From the story summary below, list every kind of animal that invades the village fields over the course of several weeks.
::: Page
Letting the jungle (from The Second Jungle Book)
Mowgli returns to the jungle and tries to forget humanity, but Akela tells him that Buldeo is still searching for him. Grey Brother suggests killing Buldeo, but Mowgli angrily forbids him. Mowgli and the wolves stalk Buldeo and eavesdrop on his conversation with some charcoal-burners. Mowgli is shocked to discover that the villagers have imprisoned his adoptive human parents, Messua and her husband, and are planning toexecute them for fostering Mowgli. Ordering the wolves to harry Buldeo and prevent him from returning to the village, Mowgli returns there to rescue his parents. He discovers that his adopted wolf mother Raksha has also arrived, and warns her to keep out of sight while he frees Messua and her husband. Messua is thankful that her son has returned to save them, but her husband is resentful at losing most of his money and possessions and shows no paternal warmth toward Mowgli. Messua and her husband set off on foot for the town of Khanhiwara, some thirty miles away, guarded by Raksha at a discreet distance. Meanwhile Bagheera the panther arrives and takes their place in the hut, so that when the villagers arrive to take out the prisoners they get an unpleasant surprise. The next day Mowgli tells Bagheera he has a plan to take revenge on the villagers, a plan that involves Hathi the elephant and his sons. Bagheera is sceptical that Hathi will answer Mowgli's summons, but is surprised when he does so. Mowgli tells Hathi of a story Buldeo once told, about an elephant that escaped from a trap and took revenge upon his captors by trampling their fields and villages. Hathi confirms Mowgli's suspicion that he was the elephant in the story. Mowgli wants Hathi to destroy Buldeo's village as well, but to take more time doing so. Over the course of several weeks the village fields are invaded by herds of pigs, deer and Wild Asian Water buffalo, the livestock is harried by wolves, and the elephants destroy the grain storage bins. While all this is happening Mowgli keeps well out of sight so that the villagers will not suspect his involvement. Finally, as the rainy season sets in, the elephants tear down the village huts and any villagers who have not already left flee for their lives. Six months afterward the wreckage has been completely swallowed by wild jungle and Mowgli's revenge is complete.
::::::
::: Record set
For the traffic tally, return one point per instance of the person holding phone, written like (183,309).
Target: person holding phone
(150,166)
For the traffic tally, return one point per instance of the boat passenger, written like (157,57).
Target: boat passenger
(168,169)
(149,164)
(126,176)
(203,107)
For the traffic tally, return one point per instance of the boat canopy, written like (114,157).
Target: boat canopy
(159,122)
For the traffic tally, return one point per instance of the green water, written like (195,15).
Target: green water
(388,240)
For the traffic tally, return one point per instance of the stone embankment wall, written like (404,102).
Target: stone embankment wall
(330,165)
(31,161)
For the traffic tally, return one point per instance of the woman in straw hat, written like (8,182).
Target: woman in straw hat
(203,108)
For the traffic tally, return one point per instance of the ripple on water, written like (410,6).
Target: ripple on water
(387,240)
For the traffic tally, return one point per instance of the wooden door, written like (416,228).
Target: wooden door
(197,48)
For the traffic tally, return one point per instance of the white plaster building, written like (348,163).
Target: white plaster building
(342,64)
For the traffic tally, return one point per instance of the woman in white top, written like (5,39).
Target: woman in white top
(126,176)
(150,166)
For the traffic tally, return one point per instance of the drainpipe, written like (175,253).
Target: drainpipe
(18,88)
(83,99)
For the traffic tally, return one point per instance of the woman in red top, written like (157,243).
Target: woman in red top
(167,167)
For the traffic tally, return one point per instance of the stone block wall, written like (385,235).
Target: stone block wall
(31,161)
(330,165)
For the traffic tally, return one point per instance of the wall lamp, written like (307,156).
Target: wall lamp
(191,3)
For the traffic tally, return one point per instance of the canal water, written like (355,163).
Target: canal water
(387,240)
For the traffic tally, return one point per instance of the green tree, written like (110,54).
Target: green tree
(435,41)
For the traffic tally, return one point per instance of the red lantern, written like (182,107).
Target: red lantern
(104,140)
::::::
Solution. Pigs, deer, and Wild Asian Water buffalo.